What you will do -
A - Answer each question using the green economy article:
(i) Which official disclosed the plan to shift the country toward a green economy by 2030?
(ii) What theme accompanied the 2022 World Health Day briefing in Abuja?
(iii) Which guidelines does the official say will be implemented?
B - List every environmental crisis that the green economy article names as affecting the planet's health and every individual.
C - Transcribe a passage from the green economy article, beginning with the words "Home News FG" and ending after the words "difficult to ignore.".

Text passage -
Home News FG targets Green Economy by 2030 to reduce health threats

FG targets Green Economy by 2030 to reduce health threats

by Haruna Gimba

By Zayamu Hassan

The Minister of State for Health, Senator Adeleke Mamora, has disclosed that the Federal Government is making efforts to shift the country towards a green economy by 2030.

He disclosed this at a media briefing to mark the 2022 World Health Day with the “Our planet, Our health,” in Abuja.

He, however, lamented that the current impact of various environmental crises such as climate change, avoidable pollution, food and waterborne diseases, emerging and reemerging infectious diseases, and extreme weather events on the planet’s health and every individual is increasingly difficult to ignore.

Mamora said that the effect of COVID-19 and the climate change crisis have unsettled the lives of many individuals across the globe while causing profound disruptions in the global economy, supply chains and economic growth, with small and medium enterprises (SMEs) and entrepreneurs hard hit.

“Furthermore, the environmental crisis has led to worsening non-communicable diseases, enhancing an ecosystem where various infectious diseases foster, worsening air quality, food and water shortages, and deteriorating mental health illness,” he reiterated.

According to him, the many steps the government is taking to secure the environment would serve as a basis for a “framework for an Action Plan towards reducing human and planetary health threats.

“Such an economy in Nigeria will improve the lives of many Nigerians and their environment while reducing exposure to environmental risks for future generations.”

Other targeted actions to be taken by the federal government, the Minister said, include: “Prioritizing long term decision-making that stabilizes the welfare and security of Nigerians and their environment; prioritizing efforts that will keep the private sector and other socio-economic organizations’ environmental and their health goals in safe hands.

Others are implementing policies that reduce the use of fossil fuels, fossil fuels subsidies, its exploration and shift projects to increase clean energy production and use; increasing fossil fuels related tax as an incentive for carbon reduction and implementing the WHO air quality guidelines.”

While noting that the federal government cannot achieve the targets alone, Senator Mamora said that his ministry will reflect on the need for strategic ideas and priorities.

He, however, noted that the Health Ministry will explore various multidisciplinary and multisectoral actions and initiatives that are required at the national, regional, local, and individual levels that will resolve the impact of changes on the planet on Nigerians.

“The Federal Ministry of Health will provide a framework for an action plan that can be modified as desirable for local needs with a shift from fragmented approaches to policy and practice geared towards systematic actions that will promote human health as well as health of the planet.

“I am confident that our funding and implementing partners will support the targeted goals and objectives to make them achievable through appropriate funding and robust implementation,” he stressed.

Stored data
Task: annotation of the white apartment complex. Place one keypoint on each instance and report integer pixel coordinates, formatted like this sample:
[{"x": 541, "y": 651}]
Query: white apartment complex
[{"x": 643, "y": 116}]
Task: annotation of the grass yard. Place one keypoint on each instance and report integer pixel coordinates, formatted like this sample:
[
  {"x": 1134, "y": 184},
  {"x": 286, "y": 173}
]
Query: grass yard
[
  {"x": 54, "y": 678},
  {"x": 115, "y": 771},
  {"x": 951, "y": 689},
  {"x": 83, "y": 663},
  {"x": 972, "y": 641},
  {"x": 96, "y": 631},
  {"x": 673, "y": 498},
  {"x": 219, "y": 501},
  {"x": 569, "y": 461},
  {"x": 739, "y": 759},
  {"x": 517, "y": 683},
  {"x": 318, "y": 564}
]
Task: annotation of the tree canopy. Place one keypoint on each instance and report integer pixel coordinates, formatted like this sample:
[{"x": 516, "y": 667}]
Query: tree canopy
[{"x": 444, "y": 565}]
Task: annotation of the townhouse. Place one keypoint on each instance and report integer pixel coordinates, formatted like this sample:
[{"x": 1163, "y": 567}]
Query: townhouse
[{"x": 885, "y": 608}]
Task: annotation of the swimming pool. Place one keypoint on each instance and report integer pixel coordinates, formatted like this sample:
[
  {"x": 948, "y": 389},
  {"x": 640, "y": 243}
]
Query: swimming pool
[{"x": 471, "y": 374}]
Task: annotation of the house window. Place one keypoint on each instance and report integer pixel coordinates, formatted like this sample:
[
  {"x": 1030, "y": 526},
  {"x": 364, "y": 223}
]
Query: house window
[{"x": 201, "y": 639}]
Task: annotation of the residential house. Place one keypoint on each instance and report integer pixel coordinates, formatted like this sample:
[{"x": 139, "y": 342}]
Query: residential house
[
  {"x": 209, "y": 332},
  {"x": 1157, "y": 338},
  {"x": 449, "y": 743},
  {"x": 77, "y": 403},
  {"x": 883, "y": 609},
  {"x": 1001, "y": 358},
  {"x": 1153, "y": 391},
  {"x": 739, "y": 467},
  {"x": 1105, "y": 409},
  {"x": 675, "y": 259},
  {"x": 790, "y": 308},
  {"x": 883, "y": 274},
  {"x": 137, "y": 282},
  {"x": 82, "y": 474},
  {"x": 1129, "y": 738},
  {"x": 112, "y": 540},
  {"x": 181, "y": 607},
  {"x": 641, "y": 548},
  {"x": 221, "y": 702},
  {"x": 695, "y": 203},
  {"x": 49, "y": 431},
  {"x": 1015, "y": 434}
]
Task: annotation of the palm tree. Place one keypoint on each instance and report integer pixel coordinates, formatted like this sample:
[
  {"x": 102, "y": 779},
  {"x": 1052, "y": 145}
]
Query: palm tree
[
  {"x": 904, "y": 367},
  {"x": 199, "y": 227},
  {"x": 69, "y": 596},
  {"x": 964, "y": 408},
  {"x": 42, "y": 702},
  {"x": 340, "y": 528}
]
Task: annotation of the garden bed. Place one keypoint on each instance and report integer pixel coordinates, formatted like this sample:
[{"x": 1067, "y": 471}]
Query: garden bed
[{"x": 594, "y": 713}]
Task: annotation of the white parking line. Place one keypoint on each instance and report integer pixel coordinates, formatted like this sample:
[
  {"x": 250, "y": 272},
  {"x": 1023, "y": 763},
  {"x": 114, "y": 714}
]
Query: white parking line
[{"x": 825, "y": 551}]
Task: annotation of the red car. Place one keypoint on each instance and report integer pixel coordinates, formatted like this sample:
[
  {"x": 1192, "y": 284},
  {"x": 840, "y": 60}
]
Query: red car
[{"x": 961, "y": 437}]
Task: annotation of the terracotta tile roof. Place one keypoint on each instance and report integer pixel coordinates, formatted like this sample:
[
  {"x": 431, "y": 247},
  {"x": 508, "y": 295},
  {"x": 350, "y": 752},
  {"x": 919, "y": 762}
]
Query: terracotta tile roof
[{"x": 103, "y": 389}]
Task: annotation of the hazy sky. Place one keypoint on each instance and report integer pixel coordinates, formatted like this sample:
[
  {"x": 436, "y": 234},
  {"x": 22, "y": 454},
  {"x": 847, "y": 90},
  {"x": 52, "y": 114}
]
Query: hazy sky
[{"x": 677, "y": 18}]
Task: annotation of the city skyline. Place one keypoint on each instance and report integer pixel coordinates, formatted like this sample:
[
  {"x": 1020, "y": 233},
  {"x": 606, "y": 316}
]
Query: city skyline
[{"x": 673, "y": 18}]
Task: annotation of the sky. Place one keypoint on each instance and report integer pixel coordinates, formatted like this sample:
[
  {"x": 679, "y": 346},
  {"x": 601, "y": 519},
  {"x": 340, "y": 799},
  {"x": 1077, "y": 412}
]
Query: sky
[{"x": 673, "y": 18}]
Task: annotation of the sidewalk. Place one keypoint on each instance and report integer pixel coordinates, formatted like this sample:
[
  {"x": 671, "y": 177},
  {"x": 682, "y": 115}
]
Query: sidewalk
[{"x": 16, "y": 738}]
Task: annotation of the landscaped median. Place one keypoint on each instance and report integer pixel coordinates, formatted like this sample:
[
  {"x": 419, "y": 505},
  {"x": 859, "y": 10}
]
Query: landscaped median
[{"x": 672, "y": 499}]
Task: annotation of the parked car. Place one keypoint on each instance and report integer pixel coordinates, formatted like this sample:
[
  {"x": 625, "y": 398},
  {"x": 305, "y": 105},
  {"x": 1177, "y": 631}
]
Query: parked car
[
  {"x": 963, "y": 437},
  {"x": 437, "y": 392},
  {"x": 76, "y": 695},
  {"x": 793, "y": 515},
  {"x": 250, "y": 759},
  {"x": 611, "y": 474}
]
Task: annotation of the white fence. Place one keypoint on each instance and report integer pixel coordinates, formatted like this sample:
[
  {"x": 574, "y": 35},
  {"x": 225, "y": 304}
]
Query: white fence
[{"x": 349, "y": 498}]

Answers provided -
A -
(i) Senator Adeleke Mamora, the Minister of State for Health
(ii) "Our planet, Our health"
(iii) The WHO air quality guidelines

B - Climate change, avoidable pollution, food and waterborne diseases, emerging and reemerging infectious diseases, and extreme weather events.

C -
Home News FG targets Green Economy by 2030 to reduce health threats

FG targets Green Economy by 2030 to reduce health threats

by Haruna Gimba

By Zayamu Hassan

The Minister of State for Health, Senator Adeleke Mamora, has disclosed that the Federal Government is making efforts to shift the country towards a green economy by 2030.

He disclosed this at a media briefing to mark the 2022 World Health Day with the “Our planet, Our health,” in Abuja.

He, however, lamented that the current impact of various environmental crises such as climate change, avoidable pollution, food and waterborne diseases, emerging and reemerging infectious diseases, and extreme weather events on the planet’s health and every individual is increasingly difficult to ignore.